___ Source text

The biggest caveat is of course that librashader still requires support from emulator developers, and I do not want to force anyone’s hand via hostile forks or otherwise less-than-polite encouragement. Code changes will be needed to bring in librashader, and while I have designed the library to be as non-invasive as possible, such code changes may not be trivial. For any developers that are interested, please reach out to me via GitHub or Twitter if you encounter any bugs or issues while exploring librashader.

librashader supports less platforms than RetroArch does. I do not have a personal macOS device to develop a Metal runtime for, and developing the Vulkan runtime was a month-long slog for me, having known next-to-nothing about Vulkan, which has left me too burnt out to touch a Direct3D 12 runtime at the moment. I hope to revisit D3D12 soon in the future after switching gears and taking a break.

There are some additional technical caveats listed in the readme that is more helpful for developers, but I don’t forsee any actual issues in practice outside of any actual bugs that come up.

And of course, librashader is currently in beta, with all the versioning finickiness that entails. I am open to suggestions on how to improve the API, and I am hesitant to finalize a “1.0” version without librashader seeing wider use and feedback from other developers. One thing I could think of right now is a need to improve logging, but I need to think on how to create a good logging interface without clogging up standard output for an emulator. There is some additional finagling involved as well due to differences between Rust and C/C++.

______
___ Provided data

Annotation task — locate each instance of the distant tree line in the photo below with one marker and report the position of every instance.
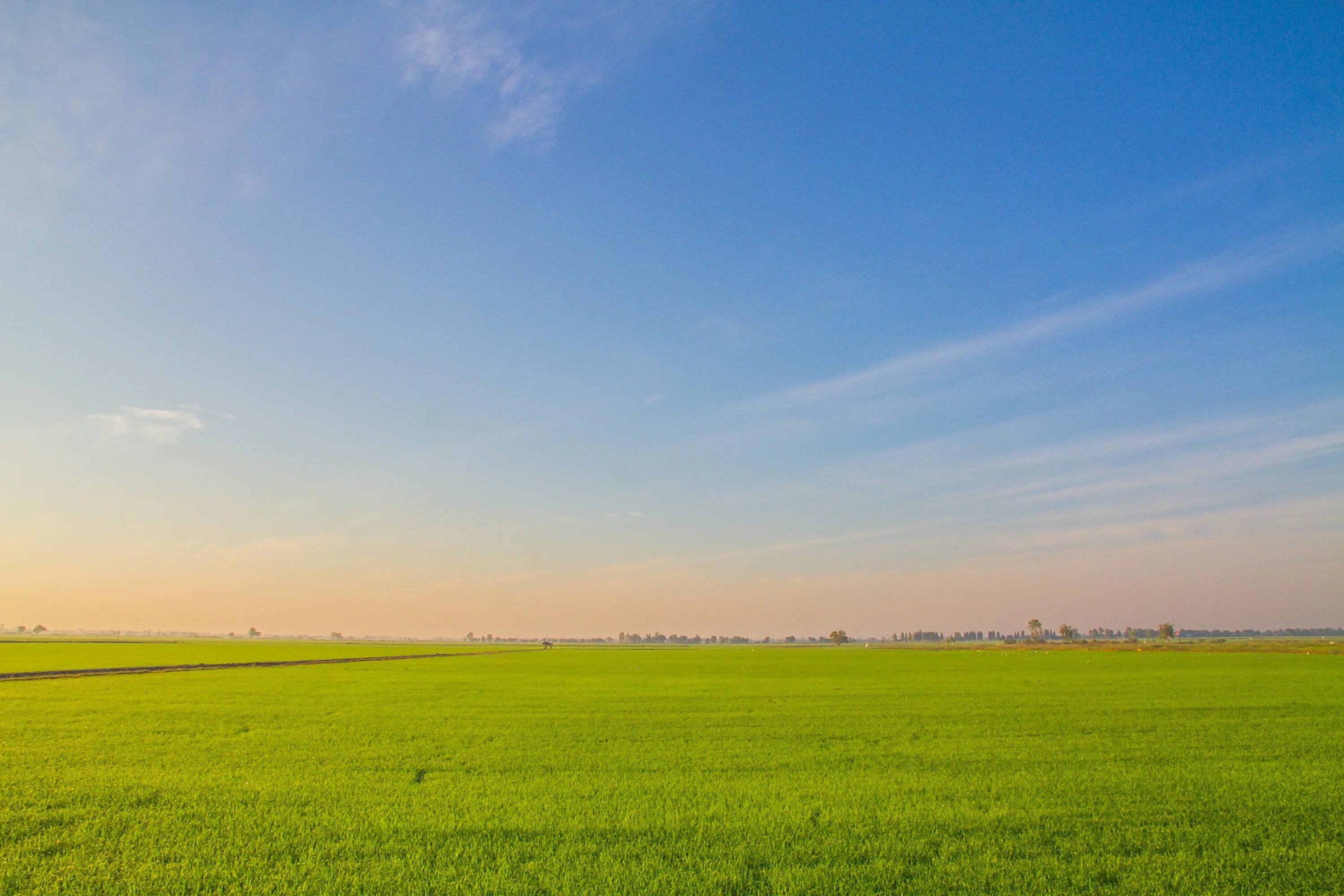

______

• _Instructions for the task_:
In the librashader text, why hasn't the author developed a Metal runtime? Rely only on the librashader text, not the listing.

• _Solution for this exercise_:
The author doesn't have a personal macOS device to develop one on.